─── MATERIAŁ WEJŚCIOWY
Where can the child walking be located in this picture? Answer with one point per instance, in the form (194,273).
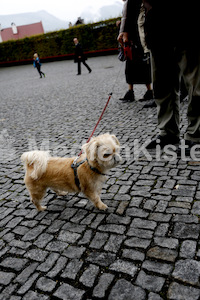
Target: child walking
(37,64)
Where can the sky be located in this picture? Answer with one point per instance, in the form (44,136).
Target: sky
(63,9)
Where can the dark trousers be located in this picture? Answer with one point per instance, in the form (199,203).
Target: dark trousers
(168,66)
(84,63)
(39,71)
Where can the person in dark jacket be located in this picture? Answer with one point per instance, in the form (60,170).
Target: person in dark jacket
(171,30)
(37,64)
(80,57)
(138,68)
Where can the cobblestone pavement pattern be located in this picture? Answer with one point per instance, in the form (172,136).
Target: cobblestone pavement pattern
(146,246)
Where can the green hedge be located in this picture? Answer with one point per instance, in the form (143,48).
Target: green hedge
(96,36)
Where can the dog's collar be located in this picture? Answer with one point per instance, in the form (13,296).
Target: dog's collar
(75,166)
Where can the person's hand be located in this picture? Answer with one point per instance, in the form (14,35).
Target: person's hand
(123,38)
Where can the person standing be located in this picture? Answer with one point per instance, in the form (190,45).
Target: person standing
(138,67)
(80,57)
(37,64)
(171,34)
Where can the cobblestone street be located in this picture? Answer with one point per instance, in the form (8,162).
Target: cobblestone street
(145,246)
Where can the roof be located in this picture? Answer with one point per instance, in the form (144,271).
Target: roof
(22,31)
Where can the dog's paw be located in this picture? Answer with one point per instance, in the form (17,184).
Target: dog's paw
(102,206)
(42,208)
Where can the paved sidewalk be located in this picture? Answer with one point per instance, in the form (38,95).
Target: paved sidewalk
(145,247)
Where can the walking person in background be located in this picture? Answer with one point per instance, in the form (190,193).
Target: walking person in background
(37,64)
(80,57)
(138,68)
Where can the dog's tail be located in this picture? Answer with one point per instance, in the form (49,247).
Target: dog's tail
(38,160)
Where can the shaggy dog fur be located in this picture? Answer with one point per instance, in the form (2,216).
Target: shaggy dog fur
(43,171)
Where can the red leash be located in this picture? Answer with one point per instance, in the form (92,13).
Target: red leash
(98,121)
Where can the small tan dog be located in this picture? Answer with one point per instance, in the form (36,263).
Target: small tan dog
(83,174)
──────
ZADANIE DO WYKONANIA | Należy przepisać wszystkie powyższe pozycje bez żadnych zmian, z pominięciem obrazów.

WYNIK ZADANIA |
Where can the child walking be located in this picture? Answer with one point per instance, in the form (194,273).
Target: child walking
(37,64)
Where can the sky be located in this picture? Answer with one point per instance, in the form (44,136).
Target: sky
(63,9)
Where can the dark trousers be located in this picture? Answer with one point per instance, in the form (199,203).
Target: dark trousers
(168,66)
(84,63)
(39,71)
Where can the person in dark jacket be located in this picture? Answer with one point per instance, in the form (60,170).
Target: person in dark jacket
(171,30)
(37,64)
(80,57)
(138,68)
Where can the cobblestone pavement pattern be located in this picture? Answer with one point per instance, in the form (172,136).
Target: cobblestone pavement pattern
(146,246)
Where can the green hedge be located in this picture? Answer with one point per instance, in the form (143,48).
Target: green hedge
(96,36)
Where can the dog's collar be located in this picture? Answer with one point per instance, in the form (13,296).
Target: dog's collar
(75,166)
Where can the person's hand be located in this picture? Answer with one point per instance, in the form (14,35).
Target: person's hand
(123,38)
Where can the person standing be located in this picture? Answer with one point per instance, in the form (190,45).
Target: person standing
(138,67)
(80,57)
(37,64)
(171,34)
Where can the cobblestone street be located in this picture? Answer with one point per instance, in the form (8,162).
Target: cobblestone street
(145,246)
Where can the roof be located in this picture? Answer with one point per instance, in the form (144,271).
Target: roof
(22,31)
Where can the dog's paw be located in this picture? Answer with one point per instance, in the form (17,184).
Target: dog's paw
(102,206)
(42,208)
Where can the paved sidewalk be located in this picture? Answer with one point per instance, in the form (38,95).
Target: paved sidewalk
(145,247)
Where can the walking person in background be located in this picture? Answer with one point per instance, in the form (190,193).
Target: walking person in background
(37,64)
(80,57)
(138,68)
Where can the dog's tail be located in this picture? Answer with one point per instance, in the form (49,247).
Target: dog's tail
(38,160)
Where can the shaggy dog fur be located in this picture? Answer with one point per instance, in the form (2,216).
Target: shaggy dog fur
(43,171)
Where can the red leash be located in this picture? Answer with one point per instance, in the form (92,13).
Target: red leash
(98,121)
Where can the small tan dog be located in this picture? Answer with one point per instance, in the form (36,263).
Target: small tan dog
(83,174)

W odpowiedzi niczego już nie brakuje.